__KURZE AUFGABE__
Setze die Besprechung der Opernaufführung im Textauszug nach ihrem letzten Satz fort.

Dem Jacopo Foscari lieh Francisco CASANOVA seinen Tenor. Zu Beginn der Vorstellung war er hörbar nicht in bester Form und hatte Schwierigkeiten in den Höhen. Er sang sich aber bald frei und seine Arie „Non maledirmi, o prode, se son del Doge il figlio“ gelang mit großem Ausdruck und guter Phrasierung. Trotz seines angenehmen Spinto-Tenors (heute ein Mangelberuf) hat Casanova aber ein Handicap, nämlich seine Leibesfülle, die ihm die Beweglichkeit raubt und damit die Glaubhaftigkeit der gesanglichen Leistung. Schade!
Die zweite Einspringerin, Latonia MOORE, als Jacopos Gattin Lucrezia Contarini, war die Sensation des Abends. Die sehr attraktive achtundzwanzigjährige Afro-Amerikanerin, in Wien schon zu hören gewesen und in dieser Saison in London als Liù, besitzt nämlich eine sehr gut geführte, tragende Bombenstimme, welche sie mit einem vulkanischen Temperament verbindet. Als sie im 1. Akt beim Dogen eindrang, da war etwas los! Namen merken, eine kommende Größe!
Maurizio MURARO als Jacopo Loredano war rollendeckend der „Böse“ wie Paolo in „Boccanegra“(die einzige Baß-Rolle der Oper!), ebenso wie Itziar FERNANDEZ de UNDA als Pisana, Lucrezias Vertraute, Andeka AZURMENDI als Barbarigo und Giorgi Meladze YERULIN als Fante.

__GESPEICHERTE DATEN__

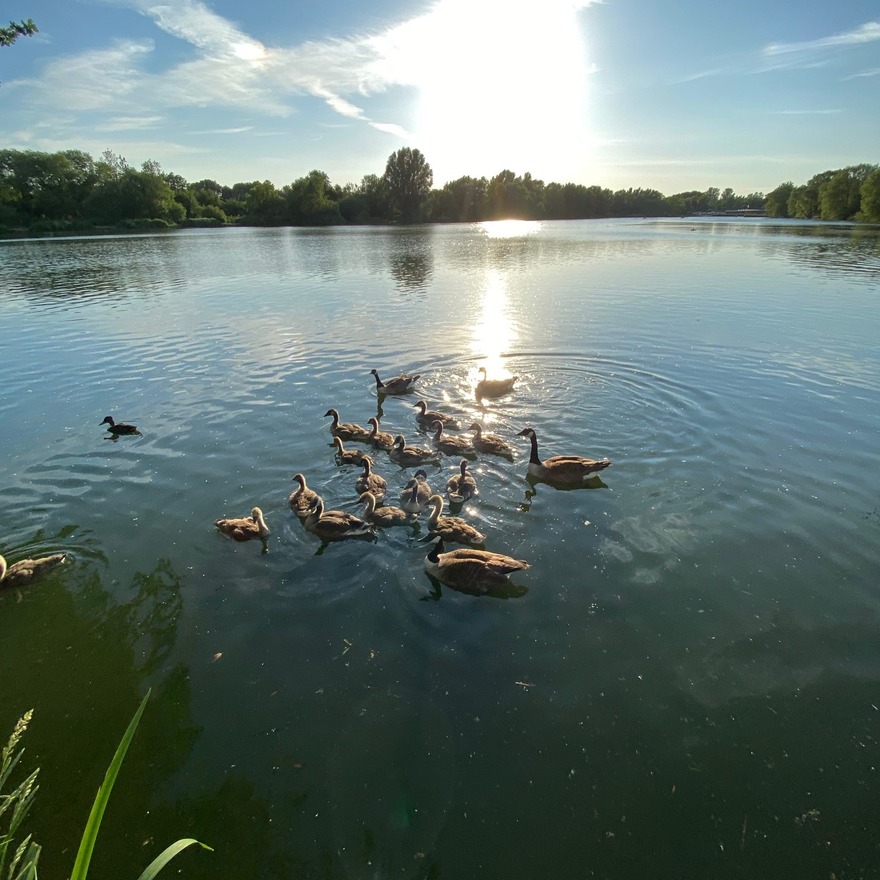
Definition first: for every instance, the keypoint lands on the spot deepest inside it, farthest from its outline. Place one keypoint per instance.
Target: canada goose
(380, 439)
(370, 482)
(117, 428)
(347, 456)
(406, 456)
(490, 443)
(334, 525)
(245, 528)
(462, 486)
(302, 500)
(493, 387)
(383, 516)
(451, 528)
(26, 571)
(572, 469)
(414, 496)
(426, 417)
(346, 430)
(471, 570)
(450, 445)
(401, 384)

__LÖSUNG ZUR AUFGABE__
Das BILBAO ORKESTRA SINFONIKOA spielte die unbekannte Partitur hervorragend. Am Pult war aber ein Kenner ersten Ranges, Renato PALUMBO, am Werk, von der Rasse der italienischen Operndirigenten in der Tradition von Serafin, Gavazzeni oder Giulini, die genau wissen, wann und wo ein rubato hin gehört und wo nicht, und die fühlen, wie man Sänger leitet. Er zelebrierte die Partitur mit hörbarer Liebe und ungewöhnlichem Einsatz und hielt Orchester und Bühne bestens zusammen. Hervorragend! Die zahlreichen Chorstellen wurden von Chormeister Boris DUJIN mit dem OPERNCHOR BILBAO bestens einstudiert. Ein kleines Gondoliere-Ballett zu Beginn des 3. Akts war von Marta FERRI charmant gestaltet worden.
Die Künstler wurden von Teilen des Publikums sehr gefeiert, während andere der Garderobe zu strömten. Jedenfalls eine schöne und interessante Begegnung mit einem wenig bekannten Werk Verdis, das bessere Behandlung verdient, d. h. durchaus spielbar ist (in dieser Saison an der Scala). wig.